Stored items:
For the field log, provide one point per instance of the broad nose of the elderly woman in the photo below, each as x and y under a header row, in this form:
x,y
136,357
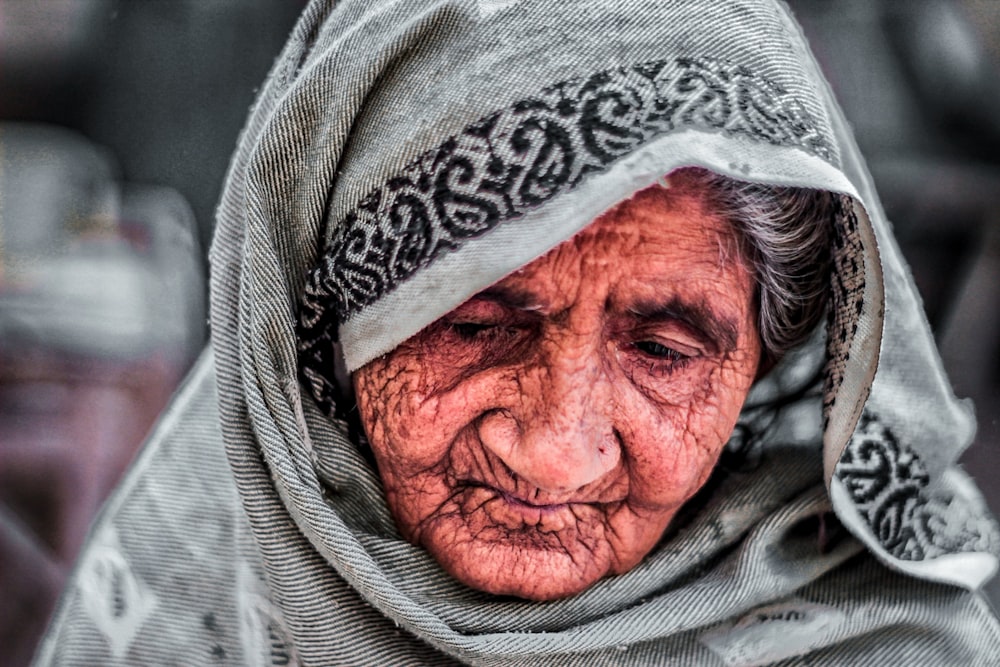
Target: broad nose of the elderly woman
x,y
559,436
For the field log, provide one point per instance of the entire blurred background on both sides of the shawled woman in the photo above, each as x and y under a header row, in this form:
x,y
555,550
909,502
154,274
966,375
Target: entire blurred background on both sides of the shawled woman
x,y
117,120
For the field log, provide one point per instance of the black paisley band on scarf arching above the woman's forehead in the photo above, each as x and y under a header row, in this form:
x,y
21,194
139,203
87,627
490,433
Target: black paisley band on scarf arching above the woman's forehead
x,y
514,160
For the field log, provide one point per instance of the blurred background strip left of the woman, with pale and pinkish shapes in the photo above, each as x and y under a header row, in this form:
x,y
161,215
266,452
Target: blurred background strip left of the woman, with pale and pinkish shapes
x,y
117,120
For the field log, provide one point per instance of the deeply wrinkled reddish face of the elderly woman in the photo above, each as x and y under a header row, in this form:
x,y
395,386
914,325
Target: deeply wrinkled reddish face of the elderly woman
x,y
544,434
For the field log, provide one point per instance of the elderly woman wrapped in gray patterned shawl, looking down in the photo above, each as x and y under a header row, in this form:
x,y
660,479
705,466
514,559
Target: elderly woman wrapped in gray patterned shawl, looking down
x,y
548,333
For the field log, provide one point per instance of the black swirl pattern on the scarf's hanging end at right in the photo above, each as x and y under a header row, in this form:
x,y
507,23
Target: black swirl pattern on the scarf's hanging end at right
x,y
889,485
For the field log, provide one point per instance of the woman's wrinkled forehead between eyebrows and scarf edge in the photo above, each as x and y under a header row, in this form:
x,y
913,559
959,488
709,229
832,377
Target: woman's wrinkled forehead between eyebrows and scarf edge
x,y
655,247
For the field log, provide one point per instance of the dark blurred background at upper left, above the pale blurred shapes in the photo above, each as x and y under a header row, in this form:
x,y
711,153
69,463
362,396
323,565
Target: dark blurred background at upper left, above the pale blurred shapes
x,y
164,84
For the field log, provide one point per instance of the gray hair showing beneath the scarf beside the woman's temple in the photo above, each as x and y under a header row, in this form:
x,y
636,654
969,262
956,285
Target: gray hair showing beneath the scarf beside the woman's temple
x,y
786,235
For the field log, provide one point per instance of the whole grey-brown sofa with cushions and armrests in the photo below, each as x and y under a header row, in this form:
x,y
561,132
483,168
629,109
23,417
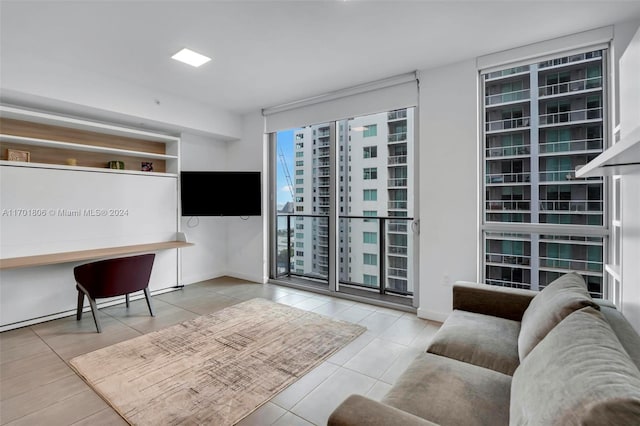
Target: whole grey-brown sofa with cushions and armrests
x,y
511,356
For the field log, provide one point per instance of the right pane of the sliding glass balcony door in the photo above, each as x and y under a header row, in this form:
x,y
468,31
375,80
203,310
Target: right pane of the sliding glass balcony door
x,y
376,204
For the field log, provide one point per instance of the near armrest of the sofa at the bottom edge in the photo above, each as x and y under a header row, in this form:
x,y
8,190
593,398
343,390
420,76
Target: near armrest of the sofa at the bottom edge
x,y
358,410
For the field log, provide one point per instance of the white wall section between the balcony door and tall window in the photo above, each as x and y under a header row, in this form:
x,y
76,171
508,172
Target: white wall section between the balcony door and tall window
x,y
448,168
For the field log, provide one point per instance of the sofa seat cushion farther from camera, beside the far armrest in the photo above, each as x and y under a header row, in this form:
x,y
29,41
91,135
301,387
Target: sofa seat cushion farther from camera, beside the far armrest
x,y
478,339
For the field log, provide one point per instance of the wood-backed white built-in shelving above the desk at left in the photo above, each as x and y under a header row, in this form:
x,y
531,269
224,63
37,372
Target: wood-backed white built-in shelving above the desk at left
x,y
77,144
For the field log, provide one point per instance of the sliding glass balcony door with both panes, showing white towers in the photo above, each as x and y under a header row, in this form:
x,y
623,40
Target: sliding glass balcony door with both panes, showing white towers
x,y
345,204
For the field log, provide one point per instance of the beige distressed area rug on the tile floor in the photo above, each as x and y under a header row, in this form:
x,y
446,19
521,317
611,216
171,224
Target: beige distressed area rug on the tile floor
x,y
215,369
...
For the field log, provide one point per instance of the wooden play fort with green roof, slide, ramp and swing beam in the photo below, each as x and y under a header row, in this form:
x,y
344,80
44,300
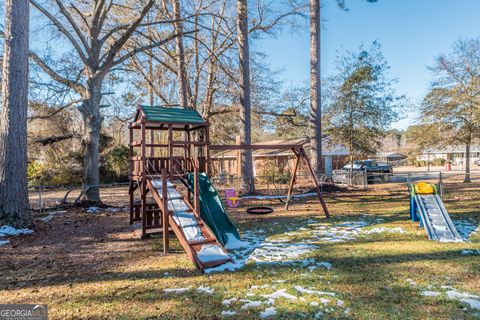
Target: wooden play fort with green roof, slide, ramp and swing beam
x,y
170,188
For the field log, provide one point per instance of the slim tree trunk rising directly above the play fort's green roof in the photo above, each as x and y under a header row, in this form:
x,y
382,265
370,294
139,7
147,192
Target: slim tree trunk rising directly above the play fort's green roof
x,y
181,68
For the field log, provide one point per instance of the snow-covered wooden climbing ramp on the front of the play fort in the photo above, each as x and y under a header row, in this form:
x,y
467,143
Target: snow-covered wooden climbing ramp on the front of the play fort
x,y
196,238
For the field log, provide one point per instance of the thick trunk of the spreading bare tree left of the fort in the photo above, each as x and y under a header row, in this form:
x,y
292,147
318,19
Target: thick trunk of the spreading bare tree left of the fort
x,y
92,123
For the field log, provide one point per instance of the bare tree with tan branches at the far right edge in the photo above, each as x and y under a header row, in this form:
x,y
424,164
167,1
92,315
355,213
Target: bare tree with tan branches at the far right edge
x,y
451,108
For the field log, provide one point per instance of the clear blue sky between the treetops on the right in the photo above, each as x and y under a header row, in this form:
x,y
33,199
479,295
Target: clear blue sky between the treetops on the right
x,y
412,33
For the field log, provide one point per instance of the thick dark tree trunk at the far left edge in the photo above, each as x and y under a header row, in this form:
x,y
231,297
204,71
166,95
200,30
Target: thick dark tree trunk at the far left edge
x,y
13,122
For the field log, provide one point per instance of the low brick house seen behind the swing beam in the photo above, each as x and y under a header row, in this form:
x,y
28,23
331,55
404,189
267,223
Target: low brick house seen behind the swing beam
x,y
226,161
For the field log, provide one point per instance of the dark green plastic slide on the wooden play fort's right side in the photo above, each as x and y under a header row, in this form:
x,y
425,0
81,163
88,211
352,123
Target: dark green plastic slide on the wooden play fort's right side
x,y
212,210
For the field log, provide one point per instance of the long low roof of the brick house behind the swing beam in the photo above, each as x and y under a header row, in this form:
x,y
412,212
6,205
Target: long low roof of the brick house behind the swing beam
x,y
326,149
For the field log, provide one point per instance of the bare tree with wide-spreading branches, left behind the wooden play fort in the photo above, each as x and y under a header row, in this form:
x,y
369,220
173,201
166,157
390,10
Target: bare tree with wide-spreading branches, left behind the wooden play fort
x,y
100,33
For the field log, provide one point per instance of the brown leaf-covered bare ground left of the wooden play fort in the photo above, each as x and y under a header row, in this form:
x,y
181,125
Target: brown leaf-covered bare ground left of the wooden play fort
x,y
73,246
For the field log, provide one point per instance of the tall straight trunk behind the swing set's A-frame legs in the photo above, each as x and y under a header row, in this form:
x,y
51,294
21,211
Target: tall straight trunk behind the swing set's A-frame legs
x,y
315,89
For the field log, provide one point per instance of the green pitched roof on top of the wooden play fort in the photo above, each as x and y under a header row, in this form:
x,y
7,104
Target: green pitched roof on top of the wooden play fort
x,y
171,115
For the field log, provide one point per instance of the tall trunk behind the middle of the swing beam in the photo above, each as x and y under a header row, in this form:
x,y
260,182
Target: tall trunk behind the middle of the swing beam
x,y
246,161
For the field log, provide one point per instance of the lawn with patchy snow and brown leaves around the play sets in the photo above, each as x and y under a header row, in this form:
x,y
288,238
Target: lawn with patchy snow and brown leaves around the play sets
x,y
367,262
...
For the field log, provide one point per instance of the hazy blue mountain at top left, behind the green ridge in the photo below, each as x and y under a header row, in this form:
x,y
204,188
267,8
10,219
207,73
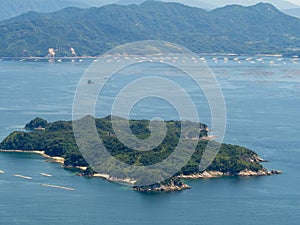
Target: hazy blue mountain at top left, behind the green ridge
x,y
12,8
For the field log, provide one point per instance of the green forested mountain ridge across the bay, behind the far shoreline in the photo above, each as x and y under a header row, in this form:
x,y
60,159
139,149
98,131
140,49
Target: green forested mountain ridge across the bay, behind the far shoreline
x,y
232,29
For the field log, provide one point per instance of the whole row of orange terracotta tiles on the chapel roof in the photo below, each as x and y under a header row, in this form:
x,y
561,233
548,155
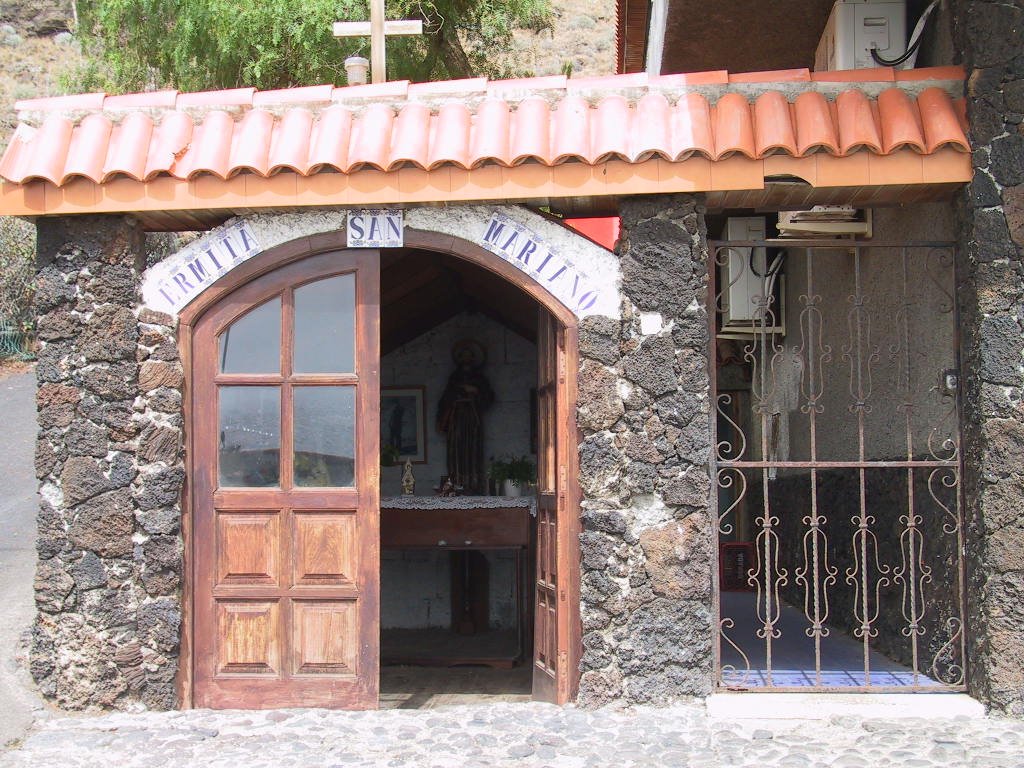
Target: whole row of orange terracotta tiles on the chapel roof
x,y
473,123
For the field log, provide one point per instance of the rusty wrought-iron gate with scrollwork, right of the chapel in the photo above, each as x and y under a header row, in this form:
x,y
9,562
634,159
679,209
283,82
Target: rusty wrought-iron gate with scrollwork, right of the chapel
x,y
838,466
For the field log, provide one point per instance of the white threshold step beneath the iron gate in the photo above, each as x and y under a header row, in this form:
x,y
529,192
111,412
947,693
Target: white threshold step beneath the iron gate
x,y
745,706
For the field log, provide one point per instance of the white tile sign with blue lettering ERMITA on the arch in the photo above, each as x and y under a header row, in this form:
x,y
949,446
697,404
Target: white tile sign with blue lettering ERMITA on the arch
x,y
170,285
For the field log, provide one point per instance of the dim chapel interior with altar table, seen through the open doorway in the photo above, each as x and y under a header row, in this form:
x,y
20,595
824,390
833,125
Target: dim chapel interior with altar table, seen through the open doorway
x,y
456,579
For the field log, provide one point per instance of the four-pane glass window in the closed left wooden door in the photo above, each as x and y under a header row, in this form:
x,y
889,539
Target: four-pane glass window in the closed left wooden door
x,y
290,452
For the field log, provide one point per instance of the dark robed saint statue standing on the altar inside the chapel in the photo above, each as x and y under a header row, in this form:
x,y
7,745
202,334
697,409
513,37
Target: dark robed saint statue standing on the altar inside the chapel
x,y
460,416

**Required work:**
Among the records, find all lines that include the string "below" and return them.

**Solution to this task:**
For the field log, provide one point per instance of the broad nose of the elderly woman in the photo below, each as x and y under a header row, in this form:
For the field log, provide one point per instance of the whole grey-brown sofa with cushions and armrests in the photo below, each as x and y under a header row, in this form:
For the field log, provide one point per instance of the wooden play fort with green roof, slide, ramp and swing beam in the photo below, each as x and y under a header row, in this form:
For the field log, provide one point per instance of the hazy blue mountain at top left, behind the green ridge in the photo below, each as x and y under a header row, in this form:
For the field log, provide one point per instance of the whole row of orange terracotta tiles on the chapel roof in the photo below, each as x and y under a header row, in this form:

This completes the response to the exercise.